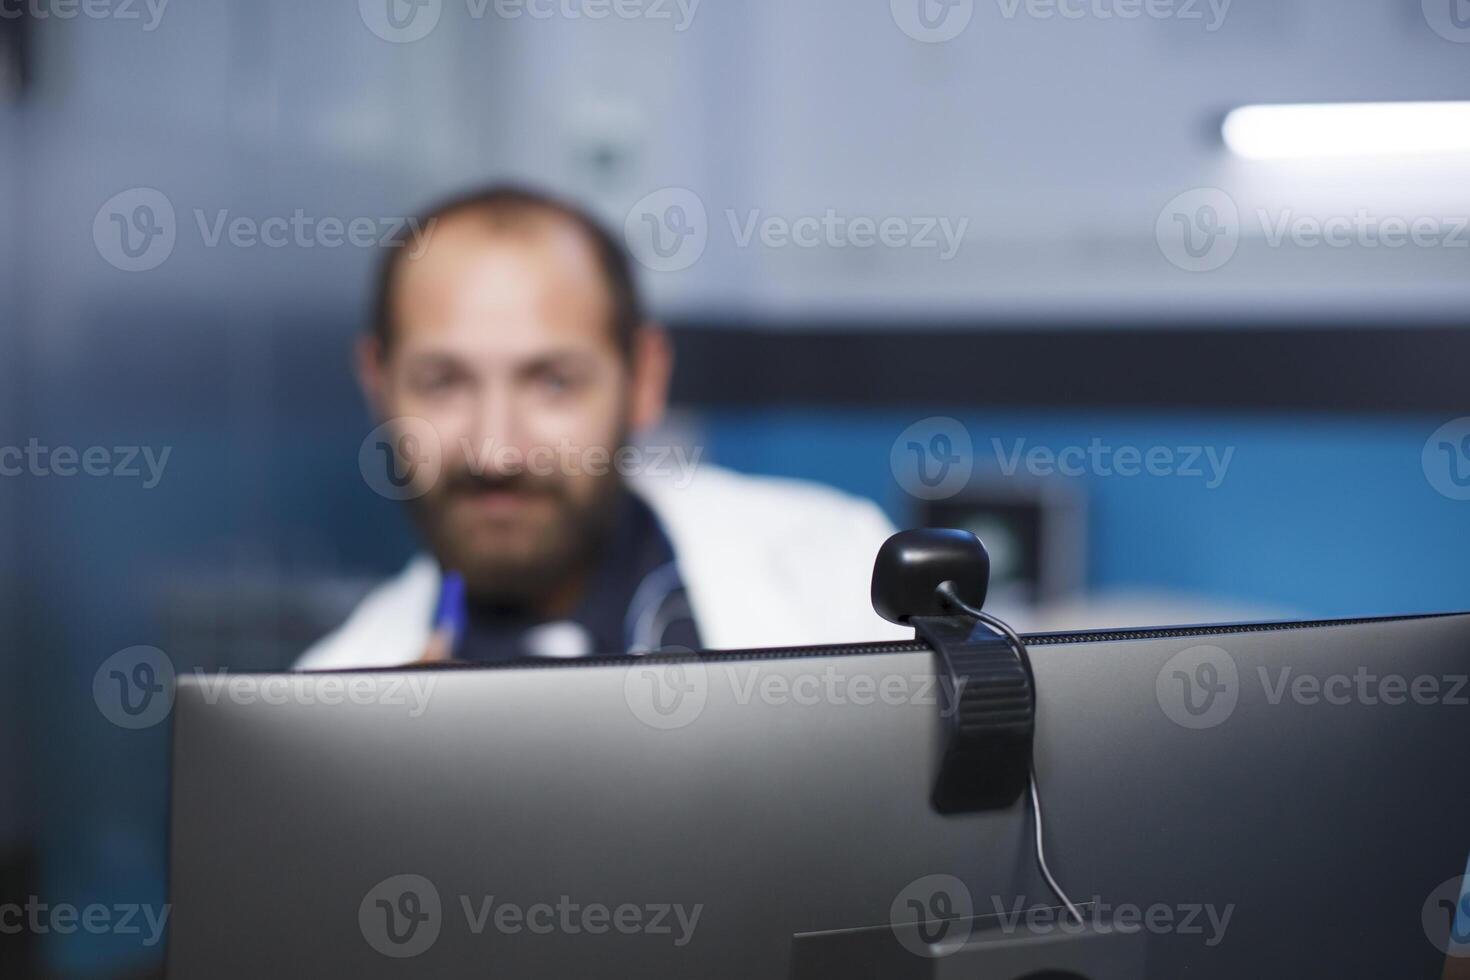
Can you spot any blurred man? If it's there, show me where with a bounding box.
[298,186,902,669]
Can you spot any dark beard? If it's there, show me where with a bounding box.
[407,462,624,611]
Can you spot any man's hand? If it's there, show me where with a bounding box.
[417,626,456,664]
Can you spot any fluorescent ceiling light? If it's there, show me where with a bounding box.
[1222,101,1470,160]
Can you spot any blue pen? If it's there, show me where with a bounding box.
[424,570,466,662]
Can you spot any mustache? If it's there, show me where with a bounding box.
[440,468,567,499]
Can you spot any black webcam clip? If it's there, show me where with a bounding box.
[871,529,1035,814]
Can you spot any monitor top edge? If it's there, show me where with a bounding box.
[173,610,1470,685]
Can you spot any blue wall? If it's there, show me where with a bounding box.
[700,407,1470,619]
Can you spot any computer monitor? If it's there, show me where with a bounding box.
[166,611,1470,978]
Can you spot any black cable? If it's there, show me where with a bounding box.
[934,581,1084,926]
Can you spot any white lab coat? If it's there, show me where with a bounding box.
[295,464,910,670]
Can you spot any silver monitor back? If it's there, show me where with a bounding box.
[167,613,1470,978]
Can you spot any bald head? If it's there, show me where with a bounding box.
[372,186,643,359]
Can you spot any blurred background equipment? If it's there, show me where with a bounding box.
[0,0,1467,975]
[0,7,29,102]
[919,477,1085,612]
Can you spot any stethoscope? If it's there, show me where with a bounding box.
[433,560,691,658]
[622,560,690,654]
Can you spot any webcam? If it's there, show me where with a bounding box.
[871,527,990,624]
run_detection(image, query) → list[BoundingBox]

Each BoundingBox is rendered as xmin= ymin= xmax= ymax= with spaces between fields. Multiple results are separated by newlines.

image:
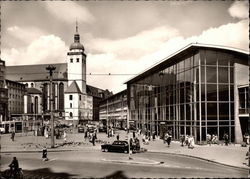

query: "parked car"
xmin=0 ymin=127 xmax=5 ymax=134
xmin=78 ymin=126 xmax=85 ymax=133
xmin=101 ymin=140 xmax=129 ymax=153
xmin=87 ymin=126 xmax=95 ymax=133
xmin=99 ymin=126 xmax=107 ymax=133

________________

Only the text of the listing above is copied, exactly as written; its pictures are dropped.

Finished task ▸
Can you spot any blurred man? If it's there, show me where with a bounding box.
[298,186,902,669]
Can you spot any dark beard? If it's there, show me where with a bounding box.
[407,462,624,611]
Can you spot any man's hand? If it's there, show me where with a bounding box.
[417,626,456,664]
Can you spot any fluorescent ceiling light? If it's there, show me where with a bounding box.
[1222,101,1470,160]
Can you spot any blue pen? If it's there, show me where with a bounding box.
[424,570,466,662]
Can you spot any mustache? If it's there, show me where with a bounding box.
[440,468,567,499]
Can you spot any black webcam clip? If it's there, show me where with a bounding box.
[871,529,1035,814]
Can you spot any monitor top edge? If it's there, show me where with a bounding box.
[173,610,1470,685]
Can you spot any blue wall? If it's there, show me where with a bounding box.
[700,407,1470,619]
Can you spot any computer monitor? If it's there, show me where with a bounding box.
[166,611,1470,978]
Can you spot any black cable? If it's there, show me where with a bounding box.
[934,581,1084,926]
Can you spot any white lab coat? If it's there, show me where with a bounding box.
[295,464,910,670]
Can you spot any silver monitor back? If it's there, show me where with a bounding box.
[167,613,1470,978]
Can you spot any bald head? If it's there, show me where with a bounding box.
[372,186,643,359]
Can you spot any blurred background equipment? If it's there, show me where with a bounding box.
[0,0,1467,975]
[0,7,29,102]
[919,477,1085,612]
Can you spot any stethoscope? If it's there, show me where with a bounding box.
[433,560,691,658]
[622,560,690,654]
Can you spot any webcam? If it's there, show me where with a bounding box.
[871,527,990,624]
run_detection(image, query) → list[BoundingBox]

Each BoundingBox is rendered as xmin= ymin= xmax= ymax= with spaces between fields. Multiple results are separated by newlines.

image:

query: "parked car"
xmin=0 ymin=127 xmax=5 ymax=134
xmin=78 ymin=126 xmax=85 ymax=133
xmin=101 ymin=140 xmax=129 ymax=153
xmin=87 ymin=126 xmax=95 ymax=133
xmin=99 ymin=126 xmax=107 ymax=133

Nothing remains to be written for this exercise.